▶ **Work instructions**
Reproduce the rows below with every "drop a marker" changed to "place a point". Leave everything else in them as it is.

========================================

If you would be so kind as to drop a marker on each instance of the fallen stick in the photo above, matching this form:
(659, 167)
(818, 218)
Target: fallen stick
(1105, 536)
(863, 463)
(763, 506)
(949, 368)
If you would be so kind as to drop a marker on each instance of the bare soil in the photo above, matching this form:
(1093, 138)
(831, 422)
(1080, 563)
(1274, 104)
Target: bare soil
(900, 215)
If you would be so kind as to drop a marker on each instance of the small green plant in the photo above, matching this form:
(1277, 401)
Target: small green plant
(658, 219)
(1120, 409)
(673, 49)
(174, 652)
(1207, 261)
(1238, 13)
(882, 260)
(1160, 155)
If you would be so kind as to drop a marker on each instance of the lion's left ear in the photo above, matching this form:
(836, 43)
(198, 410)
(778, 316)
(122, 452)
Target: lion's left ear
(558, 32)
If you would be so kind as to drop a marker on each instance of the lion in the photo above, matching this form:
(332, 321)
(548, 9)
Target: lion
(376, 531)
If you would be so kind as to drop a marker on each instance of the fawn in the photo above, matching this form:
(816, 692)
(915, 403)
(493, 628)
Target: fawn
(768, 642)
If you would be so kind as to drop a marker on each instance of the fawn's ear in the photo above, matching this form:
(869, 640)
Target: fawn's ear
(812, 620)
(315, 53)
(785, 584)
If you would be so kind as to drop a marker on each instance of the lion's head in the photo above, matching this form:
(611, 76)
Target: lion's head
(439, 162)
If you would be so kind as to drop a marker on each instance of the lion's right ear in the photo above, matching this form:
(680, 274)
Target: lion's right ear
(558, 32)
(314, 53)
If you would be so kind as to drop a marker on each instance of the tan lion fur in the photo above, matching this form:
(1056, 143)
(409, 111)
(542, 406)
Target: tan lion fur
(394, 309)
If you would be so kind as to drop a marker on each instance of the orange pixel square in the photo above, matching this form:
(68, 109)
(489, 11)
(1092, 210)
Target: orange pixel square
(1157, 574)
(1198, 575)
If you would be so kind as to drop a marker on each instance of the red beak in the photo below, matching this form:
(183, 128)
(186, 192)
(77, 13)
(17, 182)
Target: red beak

========================================

▶ **Answer for this exercise**
If you would be so kind as to place a point on each instance of the fallen stick in the photo above, matching this form:
(659, 167)
(818, 218)
Target: fallen stick
(1105, 536)
(863, 463)
(763, 506)
(949, 368)
If you would be so kind as to place a point on each instance of the bare soil in the photo above, matching this form:
(1093, 138)
(831, 422)
(1080, 563)
(1274, 104)
Target: bare soil
(900, 215)
If you would be so kind as to place a point on each instance of the small green plant in the photo above, matching this form:
(1277, 401)
Target: small green plant
(658, 219)
(1120, 409)
(673, 49)
(174, 652)
(1207, 261)
(1238, 13)
(882, 260)
(1160, 155)
If you would be so kind as to place a point on each instance of the lion's left ear in the photo above, matching this form:
(836, 43)
(198, 410)
(778, 316)
(122, 452)
Target: lion's left ear
(558, 32)
If you would be so kind as to place a point on each instance of the lion in the photo above, matching this form:
(332, 321)
(548, 9)
Target: lion
(376, 531)
If you would be so kind as to place a point on each instance of the fawn in the photo above, matching this form:
(816, 692)
(915, 403)
(493, 628)
Target: fawn
(768, 642)
If you would be so kind as to place a point on each instance of the fawn's ear in the photo above, matching this form:
(869, 640)
Target: fawn's ear
(812, 620)
(315, 53)
(785, 584)
If you would be so kind as to place a point on each instance of the lion's head in the photo above, matching this form:
(611, 76)
Target: lion's head
(439, 162)
If you would be so kind as to place a point on each instance of the lion's right ear in the photo above, matching this form:
(680, 274)
Target: lion's right ear
(558, 32)
(314, 53)
If you would be so kind as to place a point on each instance of the tan lion fur in the photo above, matching this form:
(1056, 143)
(409, 111)
(542, 406)
Target: tan lion fur
(394, 309)
If you would be so kind as to place a point on each instance of the orange pixel square in the photo above, matching this form:
(68, 109)
(489, 11)
(1092, 210)
Target: orange pixel square
(1157, 574)
(1198, 575)
If you would be so kind as to place a point on each instance of the red beak in the photo below, matching this form:
(183, 128)
(186, 192)
(77, 13)
(17, 182)
Target: red beak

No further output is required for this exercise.